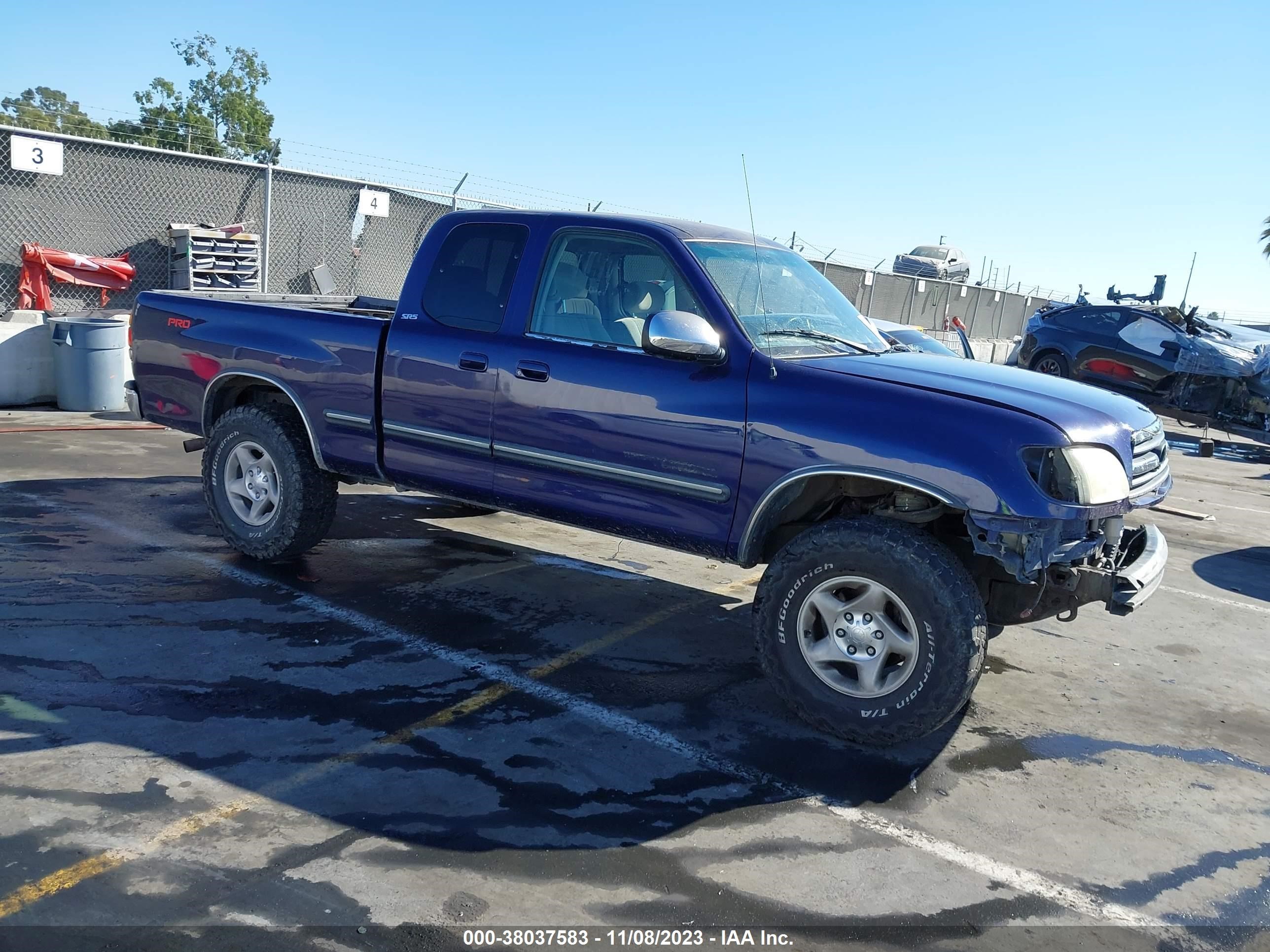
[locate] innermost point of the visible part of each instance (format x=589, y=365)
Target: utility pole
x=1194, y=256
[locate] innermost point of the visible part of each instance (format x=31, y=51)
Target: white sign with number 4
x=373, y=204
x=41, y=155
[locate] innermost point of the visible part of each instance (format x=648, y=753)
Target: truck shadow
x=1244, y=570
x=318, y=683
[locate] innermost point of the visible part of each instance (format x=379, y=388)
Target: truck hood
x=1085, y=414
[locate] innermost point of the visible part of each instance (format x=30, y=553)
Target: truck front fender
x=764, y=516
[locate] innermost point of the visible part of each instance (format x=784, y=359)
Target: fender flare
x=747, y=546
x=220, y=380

--

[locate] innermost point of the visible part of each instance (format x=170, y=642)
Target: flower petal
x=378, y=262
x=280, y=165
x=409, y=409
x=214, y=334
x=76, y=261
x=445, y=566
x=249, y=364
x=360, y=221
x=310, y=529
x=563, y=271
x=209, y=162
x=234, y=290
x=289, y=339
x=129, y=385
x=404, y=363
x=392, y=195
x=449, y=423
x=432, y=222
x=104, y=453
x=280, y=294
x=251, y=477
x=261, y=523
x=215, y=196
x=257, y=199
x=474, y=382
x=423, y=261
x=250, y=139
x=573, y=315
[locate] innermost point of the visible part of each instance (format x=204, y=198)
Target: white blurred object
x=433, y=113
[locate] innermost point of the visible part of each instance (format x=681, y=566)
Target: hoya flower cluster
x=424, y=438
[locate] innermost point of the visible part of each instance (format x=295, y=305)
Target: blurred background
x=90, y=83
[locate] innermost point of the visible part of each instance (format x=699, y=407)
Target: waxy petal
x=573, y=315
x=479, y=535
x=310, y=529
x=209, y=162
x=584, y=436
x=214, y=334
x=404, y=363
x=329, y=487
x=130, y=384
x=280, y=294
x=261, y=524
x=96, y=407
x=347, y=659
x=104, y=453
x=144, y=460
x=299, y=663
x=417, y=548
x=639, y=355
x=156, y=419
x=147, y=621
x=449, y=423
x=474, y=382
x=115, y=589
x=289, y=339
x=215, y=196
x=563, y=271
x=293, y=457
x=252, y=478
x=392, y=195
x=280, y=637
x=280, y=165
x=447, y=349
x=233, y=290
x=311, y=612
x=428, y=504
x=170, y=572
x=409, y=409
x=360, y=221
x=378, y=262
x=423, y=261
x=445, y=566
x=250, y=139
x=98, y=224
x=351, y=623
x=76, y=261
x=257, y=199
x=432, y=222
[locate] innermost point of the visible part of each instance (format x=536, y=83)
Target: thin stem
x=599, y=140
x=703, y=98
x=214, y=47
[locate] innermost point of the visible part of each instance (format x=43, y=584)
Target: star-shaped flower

--

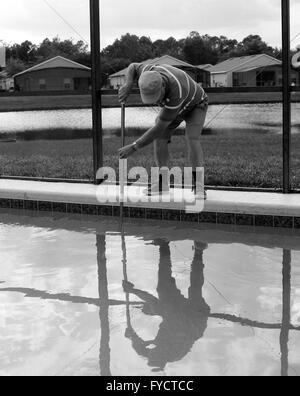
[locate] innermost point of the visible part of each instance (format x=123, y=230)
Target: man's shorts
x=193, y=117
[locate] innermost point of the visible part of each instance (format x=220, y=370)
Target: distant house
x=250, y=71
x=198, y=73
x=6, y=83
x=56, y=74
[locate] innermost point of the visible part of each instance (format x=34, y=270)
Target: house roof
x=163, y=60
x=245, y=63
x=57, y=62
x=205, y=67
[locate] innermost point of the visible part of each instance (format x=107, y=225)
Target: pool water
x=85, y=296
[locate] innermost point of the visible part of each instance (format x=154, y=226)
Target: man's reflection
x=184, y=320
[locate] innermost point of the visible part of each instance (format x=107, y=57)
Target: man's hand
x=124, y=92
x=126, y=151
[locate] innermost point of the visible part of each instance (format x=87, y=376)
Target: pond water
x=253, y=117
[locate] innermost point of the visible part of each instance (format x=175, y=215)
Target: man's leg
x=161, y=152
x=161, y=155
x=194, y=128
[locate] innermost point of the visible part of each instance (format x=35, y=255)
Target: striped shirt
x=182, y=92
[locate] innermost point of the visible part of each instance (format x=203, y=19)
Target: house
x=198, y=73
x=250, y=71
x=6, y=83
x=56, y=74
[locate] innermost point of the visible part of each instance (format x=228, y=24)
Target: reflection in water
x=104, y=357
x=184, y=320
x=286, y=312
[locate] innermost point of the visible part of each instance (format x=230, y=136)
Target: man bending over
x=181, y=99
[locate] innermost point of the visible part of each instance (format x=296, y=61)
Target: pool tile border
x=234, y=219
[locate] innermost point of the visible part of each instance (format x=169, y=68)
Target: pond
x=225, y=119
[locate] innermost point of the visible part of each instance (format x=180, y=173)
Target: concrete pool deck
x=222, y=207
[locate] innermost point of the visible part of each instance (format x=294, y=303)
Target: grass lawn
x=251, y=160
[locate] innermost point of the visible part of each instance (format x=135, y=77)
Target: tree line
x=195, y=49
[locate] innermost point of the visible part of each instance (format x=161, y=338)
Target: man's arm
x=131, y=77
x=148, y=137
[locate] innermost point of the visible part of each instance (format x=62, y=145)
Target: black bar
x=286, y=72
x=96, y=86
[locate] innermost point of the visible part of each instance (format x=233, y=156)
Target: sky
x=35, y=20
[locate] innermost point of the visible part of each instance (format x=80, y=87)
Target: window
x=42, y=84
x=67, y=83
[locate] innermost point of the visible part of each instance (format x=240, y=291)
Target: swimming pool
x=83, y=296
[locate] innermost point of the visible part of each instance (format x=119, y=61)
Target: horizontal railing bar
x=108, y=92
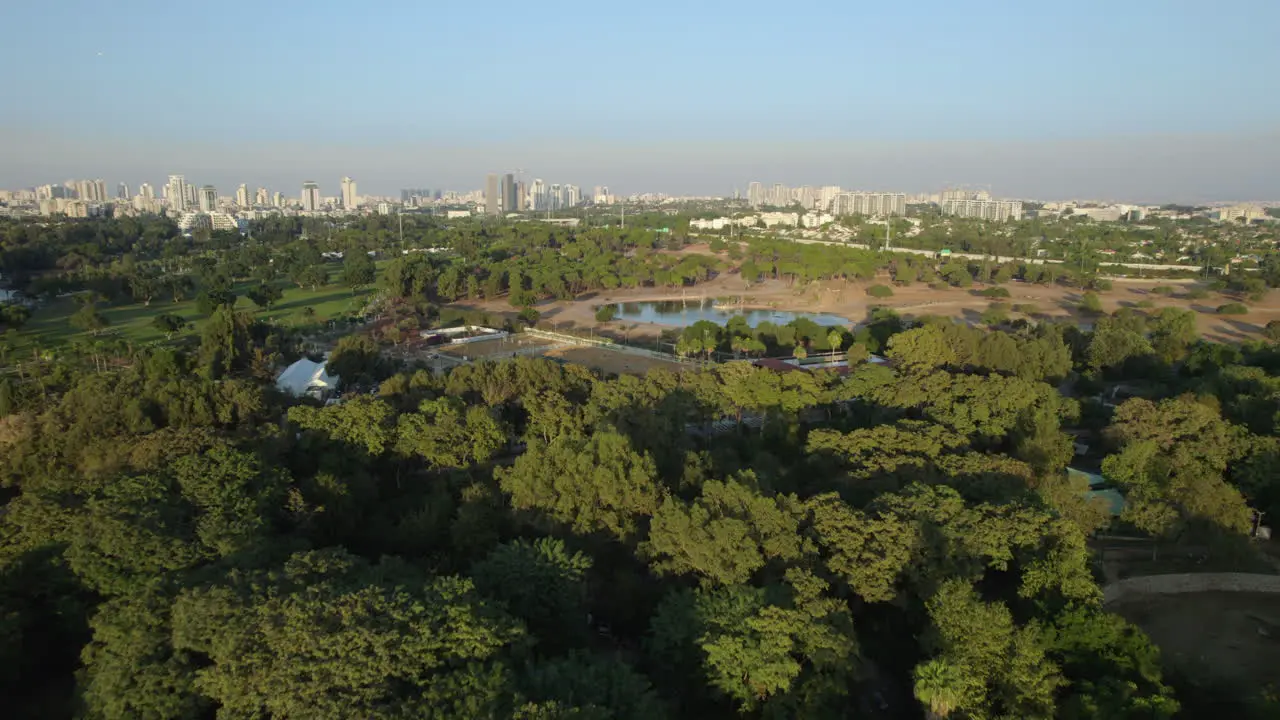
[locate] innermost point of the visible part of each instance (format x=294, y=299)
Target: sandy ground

_Task to carry out:_ Although pictures appear among the records above, none are to be output; print exactly the lines from the line containing "Target: horizontal railing bar" through the line containing "Target: sandy ground".

_Solved problem:_
Target: horizontal railing bar
x=108, y=92
[locate] innermost point of the visible part of each instance (format x=294, y=299)
Target: sandy ground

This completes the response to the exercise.